**Work order:** The listing below must be duplicated in full, with nothing altered.

____ Data for this exercise

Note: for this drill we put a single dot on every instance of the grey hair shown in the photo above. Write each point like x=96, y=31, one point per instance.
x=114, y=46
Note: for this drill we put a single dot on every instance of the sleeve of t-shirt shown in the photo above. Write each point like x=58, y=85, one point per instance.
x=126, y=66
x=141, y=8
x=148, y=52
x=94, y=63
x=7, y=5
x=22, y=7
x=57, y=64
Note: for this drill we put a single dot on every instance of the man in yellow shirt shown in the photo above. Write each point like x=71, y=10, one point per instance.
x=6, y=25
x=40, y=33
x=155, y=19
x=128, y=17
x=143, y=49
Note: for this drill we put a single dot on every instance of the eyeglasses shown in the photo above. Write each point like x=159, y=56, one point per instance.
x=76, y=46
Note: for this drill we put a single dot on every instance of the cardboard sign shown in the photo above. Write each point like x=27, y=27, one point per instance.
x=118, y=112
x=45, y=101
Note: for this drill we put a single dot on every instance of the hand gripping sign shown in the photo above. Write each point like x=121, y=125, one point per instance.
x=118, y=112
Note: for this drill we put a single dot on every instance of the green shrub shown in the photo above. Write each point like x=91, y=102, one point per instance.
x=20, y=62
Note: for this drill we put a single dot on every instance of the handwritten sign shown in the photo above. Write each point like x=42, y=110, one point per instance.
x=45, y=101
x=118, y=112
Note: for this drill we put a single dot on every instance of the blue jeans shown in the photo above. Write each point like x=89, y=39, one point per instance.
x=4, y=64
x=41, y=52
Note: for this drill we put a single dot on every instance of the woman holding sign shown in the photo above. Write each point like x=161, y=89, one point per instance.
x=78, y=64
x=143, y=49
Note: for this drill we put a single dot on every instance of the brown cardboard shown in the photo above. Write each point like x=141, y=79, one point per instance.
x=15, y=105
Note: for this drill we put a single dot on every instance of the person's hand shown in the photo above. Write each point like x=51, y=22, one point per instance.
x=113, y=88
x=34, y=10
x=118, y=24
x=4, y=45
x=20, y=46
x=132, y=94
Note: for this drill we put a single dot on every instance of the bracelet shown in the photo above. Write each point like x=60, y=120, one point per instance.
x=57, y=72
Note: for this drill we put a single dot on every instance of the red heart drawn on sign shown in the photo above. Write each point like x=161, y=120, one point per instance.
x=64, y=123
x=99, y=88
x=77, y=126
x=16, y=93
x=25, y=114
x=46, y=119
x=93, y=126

________

**Exercise response:**
Note: for this drill we put a single dot on every instance of the grey hair shown in the photo above. Write each point like x=96, y=31, one point per instance.
x=114, y=46
Note: for this drill we put a single dot on every instance of the sleeve of t-shirt shown in the photo above. Write each point like x=58, y=85, one point per instance.
x=126, y=66
x=141, y=8
x=148, y=52
x=94, y=63
x=7, y=5
x=22, y=7
x=57, y=64
Note: for this drill we put a single dot on every instance of the man in yellow shirt shown in the photo above. Write each point like x=71, y=10, one point per instance.
x=6, y=25
x=40, y=33
x=155, y=19
x=128, y=17
x=143, y=49
Note: for this drill we put a single dot on every instance of the eyeglasses shown in the photo above. Write each point like x=159, y=56, one point per instance.
x=76, y=46
Note: for this drill we put a single dot on every instance of the cardboard sign shown in the photo above. Write each point like x=27, y=27, one point per instance.
x=118, y=112
x=45, y=101
Note: for this drill we put a single dot on every instance of the hand gripping sign shown in the photo above. Write each point like x=121, y=125, one point per instance.
x=118, y=112
Note: for this drill we put a single dot on every instance of the green shrub shown in the photo above. Write each point like x=91, y=102, one point per instance.
x=20, y=62
Note: for this drill we put a single dot on every instance of the handwritten sign shown in the photo above. Write each point like x=42, y=110, one point per instance.
x=45, y=101
x=118, y=112
Note: for this drill we put a single dot on every instance of the blue jeans shown in the photo above. Write each point like x=89, y=39, one point per instance.
x=4, y=64
x=41, y=52
Note: for this drill we put a single dot on every instance of the woman holding sign shown in the photo above. Write each point like x=161, y=89, one point per instance.
x=78, y=64
x=143, y=49
Note: for this drill we put a single dot on every instance of the brown cardboard shown in the photo above. Write each point like x=141, y=79, one point per instance.
x=15, y=105
Note: for this drill we put a single dot on every instance of the person's hand shown in the photo above. Write each point like x=51, y=22, one point per instance.
x=113, y=88
x=34, y=10
x=118, y=24
x=4, y=45
x=20, y=46
x=132, y=94
Note: for this drill we put a single dot on every instance of the bracelet shown in the photo above. Write each point like x=60, y=120, one point per instance.
x=57, y=72
Note: for this drill we put a single dot on every instance of the red heart drawn on sign shown in the photo above. Write each point like x=161, y=120, one point per instance.
x=64, y=123
x=99, y=88
x=77, y=126
x=16, y=93
x=25, y=114
x=46, y=119
x=93, y=126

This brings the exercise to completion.